Texte du document:

J’ai eu la chance de participer à la commission de spécialistes chargée de la création de la première chaire française « Cultures Visuelles/Visual Studies » à l’université Lille 3. Créé dans le cadre de l’Institut de recherches historiques du Septentrion (Irhis), dirigé par Daniel Dubuisson, ce poste appartient au dispositif des chaires dites « mixtes », qui porte le label CNRS et offre au titulaire, pour une durée de cinq ans, une charge d’enseignement allégée (64h) et des moyens budgétaires pour mener à bien ses recherches.
Composée d’Olivier Bonfait (Aix-Marseille), Sophie Chauvin (Lille 3), Yann Coello (Lille 3), Michel Crubellier (Lille 3), Alain Deremetz (Lille 3), Martial Guedron (Strasbourg), Charlotte Guichard (CNRS), Laurent Grisoni (Lille 1), André Gunthert (EHESS), Anne Kerlan (CNRS), Sophie Raux (Lille 3), François Ruggiu (CNRS), Solange Vernois (Poitiers), sous la direction de Daniel Dubuisson, la commission a sélectionné 7 candidats sur 48 dossiers reçus. Au terme des auditions, c’est Gil Bartholeyns, docteur en histoire de l’EHESS et de l’université libre de Bruxelles, qui a été classé premier (2e: Denis Ribouillaud, 3e: Katia Schneller, 4e: Itay Sapir).

Données fournies:
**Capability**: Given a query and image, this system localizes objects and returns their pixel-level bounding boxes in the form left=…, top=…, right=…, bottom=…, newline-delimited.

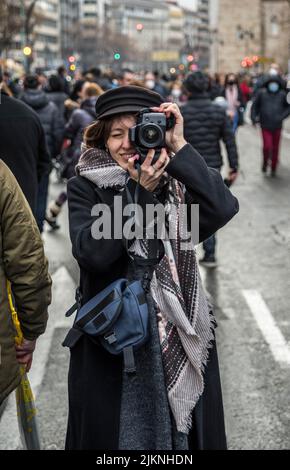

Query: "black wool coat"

Consigne: Extrayez du texte sur la chaire « Cultures Visuelles » le passage allant de « J’ai eu la chance » jusqu'à « bien ses recherches. » inclus, reproduit à l'identique.

Résultat attendu:
J’ai eu la chance de participer à la commission de spécialistes chargée de la création de la première chaire française « Cultures Visuelles/Visual Studies » à l’université Lille 3. Créé dans le cadre de l’Institut de recherches historiques du Septentrion (Irhis), dirigé par Daniel Dubuisson, ce poste appartient au dispositif des chaires dites « mixtes », qui porte le label CNRS et offre au titulaire, pour une durée de cinq ans, une charge d’enseignement allégée (64h) et des moyens budgétaires pour mener à bien ses recherches.